TEXT SECTION:

Here $T(0)\psi = \psi$. If in addition 
\[ \lim_{t\to\infty} \|T(t)\psi - v\|_{H^1(\Omega)} = 0 \]
then $v$ is said to be strongly stable.
 
\paragraph{Remark.}
It might be worthwhile to mention that each limiting phase-transition curve $\gamma_i$,
$i=1,\ldots,p$, is a $\nu_i$--level curve of $\widetilde{k}$ and a curve of minima of 
$\Lambda_i(s,d)=\widetilde{k}(s,d)(1-d\,\kappa_i(s))$. Of course if $\gamma_i$ contains a
segment of straight line $\ell_i$, say, then $\Lambda_i(s,d)=\widetilde{k}(s,d)$ on
$\ell_i$ and the two notions coincide there.


\section{Preliminaries on $BV$-functions}

Before proving the main result we recall some notation on 
measures, and results on functions of bounded variation. 
The reader is referred to \cite{Z, EG,G} for further background.
The Lebesgue measure in ${\Bbb R}^n$ is denoted by $|\cdot|$ and the 
$m$--dimensional Hausdorff measure by ${\cal H}^m$, $m\in[0,2]$.

If $\mu$ is a Borel measure on $\Omega$ with values in $[0,+\infty[$ or in 
${\Bbb R}^k$, $k\geq 1$, its total variations is denoted by $|\mu|$. If $F$ 
is a Borel subset of $\Omega$, the measure $\mu \quina F$ is defined by 
$(\mu \quina F)(B) = \mu
(B\cap F)$ for any Borel set $B\subset\Omega$. For every $\mu$-integrable function 
$f$, the measure $f\mu$ is defined by $(f\mu)(B) = \int_B f d\mu$ for every Borel 
set $B\subset\Omega$. We shall use also the notation $\int_B f\mu$.

The space $BV(\Omega)$ of functions of bounded variation in $\Omega$ is defined as 
the set of all functions $u\in L^1(\Omega)$ whose distributional gradient $Du$ is a 
Radon measure with bounded total variation in $\Omega$.
We denote by $BV(\Omega;\{\alpha,\beta\})$ the class of all $u\in BV(\Omega)$ which 
take values $\alpha,\beta$ only.

The essential boundary of a set $E\subset{\Bbb R}^n$ is the set $\partial_*E$ of all 
points in $\Omega$ where $E$ has neither density 1 nor density 0. A set 
$E\subset\Omega$ has finite perimeter in $\Omega$ if its characteristic function 
$\chi_E$ belongs to $BV
(\Omega)$. In this case $\partial_*E$ is rectifiable, and we may endow it with a 
measure theoretic normal $\nu_E$ so that the measure derivative $D\chi_E$ is 
represented as 
$$D\chi_E(B) = \int\limits_{B\cap\partial_*E}{\hspace*{-3mm}\nu_E d {\cal H}^1}
\quad \mbox{for every Borel set}\quad B\subset \Omega\,.$$

The following result is a simple generalization of the total variation of a $BV$ 
function, and we omit the proof.

EXERCISE AIM:
Answer these questions using the excerpt on functions of bounded variation:
1. How is the space BV(Ω) defined?
2. When does a set E ⊂ Ω have finite perimeter in Ω?
3. If γ_i contains a straight line segment ℓ_i, what holds for Λ_i(s,d) on ℓ_i?
The records come from a different source than the excerpt above.

RECORD EXTRACTS:

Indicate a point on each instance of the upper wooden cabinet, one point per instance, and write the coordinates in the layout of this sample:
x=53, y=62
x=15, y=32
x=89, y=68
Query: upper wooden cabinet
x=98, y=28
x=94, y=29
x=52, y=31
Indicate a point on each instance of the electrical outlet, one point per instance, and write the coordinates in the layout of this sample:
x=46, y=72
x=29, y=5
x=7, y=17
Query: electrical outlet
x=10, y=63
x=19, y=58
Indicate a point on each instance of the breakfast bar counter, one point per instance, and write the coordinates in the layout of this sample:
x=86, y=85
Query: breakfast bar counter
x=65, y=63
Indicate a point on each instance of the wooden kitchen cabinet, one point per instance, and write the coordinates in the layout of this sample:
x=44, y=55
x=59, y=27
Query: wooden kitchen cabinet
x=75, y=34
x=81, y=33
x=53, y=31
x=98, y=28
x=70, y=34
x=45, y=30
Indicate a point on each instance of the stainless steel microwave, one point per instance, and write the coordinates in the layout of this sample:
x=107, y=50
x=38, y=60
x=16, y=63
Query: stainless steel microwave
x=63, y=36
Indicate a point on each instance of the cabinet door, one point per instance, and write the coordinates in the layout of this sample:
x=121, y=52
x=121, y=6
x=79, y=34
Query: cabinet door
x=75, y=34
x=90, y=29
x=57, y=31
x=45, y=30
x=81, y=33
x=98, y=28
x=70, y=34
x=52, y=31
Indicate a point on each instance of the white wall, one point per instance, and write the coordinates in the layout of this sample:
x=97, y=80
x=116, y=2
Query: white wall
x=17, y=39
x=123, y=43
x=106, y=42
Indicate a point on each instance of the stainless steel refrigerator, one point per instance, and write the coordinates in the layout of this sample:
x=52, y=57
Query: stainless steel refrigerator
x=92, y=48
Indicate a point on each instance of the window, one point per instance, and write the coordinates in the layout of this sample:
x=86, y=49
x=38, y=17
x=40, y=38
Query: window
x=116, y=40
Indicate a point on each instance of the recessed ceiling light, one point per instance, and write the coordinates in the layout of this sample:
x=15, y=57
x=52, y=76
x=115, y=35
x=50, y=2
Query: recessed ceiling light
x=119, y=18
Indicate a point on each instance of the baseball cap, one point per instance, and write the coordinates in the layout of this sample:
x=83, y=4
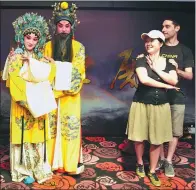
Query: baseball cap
x=153, y=34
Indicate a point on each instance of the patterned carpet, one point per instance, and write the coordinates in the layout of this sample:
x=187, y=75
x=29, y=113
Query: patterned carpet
x=106, y=167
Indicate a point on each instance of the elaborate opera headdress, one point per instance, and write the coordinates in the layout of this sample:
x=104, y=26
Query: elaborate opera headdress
x=31, y=23
x=62, y=11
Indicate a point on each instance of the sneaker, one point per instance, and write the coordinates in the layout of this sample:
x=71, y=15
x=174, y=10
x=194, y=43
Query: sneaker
x=169, y=169
x=154, y=179
x=160, y=164
x=140, y=170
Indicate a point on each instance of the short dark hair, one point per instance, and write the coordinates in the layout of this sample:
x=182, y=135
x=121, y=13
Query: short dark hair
x=160, y=40
x=175, y=22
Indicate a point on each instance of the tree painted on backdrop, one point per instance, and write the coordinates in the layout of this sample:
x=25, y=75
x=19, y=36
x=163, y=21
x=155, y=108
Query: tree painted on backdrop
x=128, y=68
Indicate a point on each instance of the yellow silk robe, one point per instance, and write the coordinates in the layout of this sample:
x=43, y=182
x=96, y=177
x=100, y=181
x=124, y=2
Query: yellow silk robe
x=67, y=117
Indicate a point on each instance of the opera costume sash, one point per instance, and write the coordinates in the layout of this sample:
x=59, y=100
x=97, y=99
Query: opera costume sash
x=63, y=75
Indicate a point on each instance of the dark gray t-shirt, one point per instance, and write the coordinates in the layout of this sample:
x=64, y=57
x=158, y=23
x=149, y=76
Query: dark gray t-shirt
x=184, y=57
x=147, y=94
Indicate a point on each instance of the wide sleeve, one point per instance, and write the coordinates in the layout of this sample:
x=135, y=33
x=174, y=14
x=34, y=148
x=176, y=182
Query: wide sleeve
x=15, y=83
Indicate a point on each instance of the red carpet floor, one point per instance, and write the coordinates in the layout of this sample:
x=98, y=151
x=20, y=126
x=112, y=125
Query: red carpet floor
x=106, y=167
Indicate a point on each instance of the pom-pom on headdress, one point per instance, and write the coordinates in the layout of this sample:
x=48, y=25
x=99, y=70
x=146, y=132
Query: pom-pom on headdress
x=62, y=11
x=31, y=23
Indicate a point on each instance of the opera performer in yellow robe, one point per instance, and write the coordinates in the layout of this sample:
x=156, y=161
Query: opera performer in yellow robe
x=64, y=149
x=28, y=133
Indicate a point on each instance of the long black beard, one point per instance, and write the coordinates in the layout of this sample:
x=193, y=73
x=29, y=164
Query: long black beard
x=62, y=47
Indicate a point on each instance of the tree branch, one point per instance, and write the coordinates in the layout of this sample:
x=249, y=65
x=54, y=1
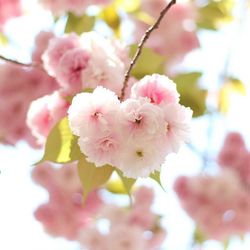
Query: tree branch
x=141, y=44
x=33, y=65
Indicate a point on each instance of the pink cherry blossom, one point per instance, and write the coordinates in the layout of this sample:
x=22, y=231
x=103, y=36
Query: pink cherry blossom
x=64, y=215
x=19, y=92
x=176, y=35
x=8, y=10
x=102, y=148
x=158, y=88
x=109, y=74
x=44, y=113
x=78, y=7
x=41, y=44
x=235, y=156
x=142, y=120
x=144, y=196
x=92, y=239
x=219, y=204
x=70, y=68
x=126, y=237
x=178, y=120
x=93, y=113
x=141, y=158
x=57, y=47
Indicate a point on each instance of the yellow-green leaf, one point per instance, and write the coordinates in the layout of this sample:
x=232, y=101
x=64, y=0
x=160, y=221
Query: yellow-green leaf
x=92, y=177
x=61, y=145
x=230, y=90
x=128, y=5
x=128, y=183
x=148, y=63
x=191, y=94
x=156, y=176
x=79, y=24
x=116, y=186
x=111, y=17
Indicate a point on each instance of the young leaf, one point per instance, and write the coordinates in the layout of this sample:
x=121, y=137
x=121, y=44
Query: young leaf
x=148, y=63
x=128, y=183
x=61, y=145
x=79, y=24
x=91, y=176
x=156, y=176
x=129, y=6
x=191, y=94
x=111, y=17
x=231, y=91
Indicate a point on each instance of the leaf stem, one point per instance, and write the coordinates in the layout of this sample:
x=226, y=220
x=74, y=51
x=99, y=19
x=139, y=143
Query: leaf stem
x=141, y=45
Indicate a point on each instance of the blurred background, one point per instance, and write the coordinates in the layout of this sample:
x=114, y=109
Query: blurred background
x=209, y=63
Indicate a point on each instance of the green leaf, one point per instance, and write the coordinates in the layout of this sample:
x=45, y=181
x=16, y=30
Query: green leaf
x=128, y=183
x=156, y=176
x=191, y=94
x=111, y=17
x=61, y=145
x=79, y=24
x=91, y=176
x=148, y=63
x=231, y=89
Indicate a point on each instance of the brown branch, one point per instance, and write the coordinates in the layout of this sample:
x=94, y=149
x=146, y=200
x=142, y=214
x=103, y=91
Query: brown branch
x=141, y=44
x=33, y=65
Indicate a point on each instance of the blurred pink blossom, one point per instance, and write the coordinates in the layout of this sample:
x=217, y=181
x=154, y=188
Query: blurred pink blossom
x=8, y=10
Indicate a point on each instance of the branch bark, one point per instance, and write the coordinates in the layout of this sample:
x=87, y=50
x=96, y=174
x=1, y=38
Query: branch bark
x=33, y=65
x=141, y=45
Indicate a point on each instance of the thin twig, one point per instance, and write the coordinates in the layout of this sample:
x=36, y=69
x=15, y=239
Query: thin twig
x=141, y=44
x=27, y=65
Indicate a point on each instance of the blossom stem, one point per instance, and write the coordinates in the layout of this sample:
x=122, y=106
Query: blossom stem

SOLUTION TO THIS EXERCISE:
1. It is the set of all functions u in L^1(Ω) whose distributional gradient Du is a Radon measure with bounded total variation in Ω.
2. When its characteristic function χ_E belongs to BV(Ω).
3. Λ_i(s,d) equals k̃(s,d) on ℓ_i, so the two notions coincide there.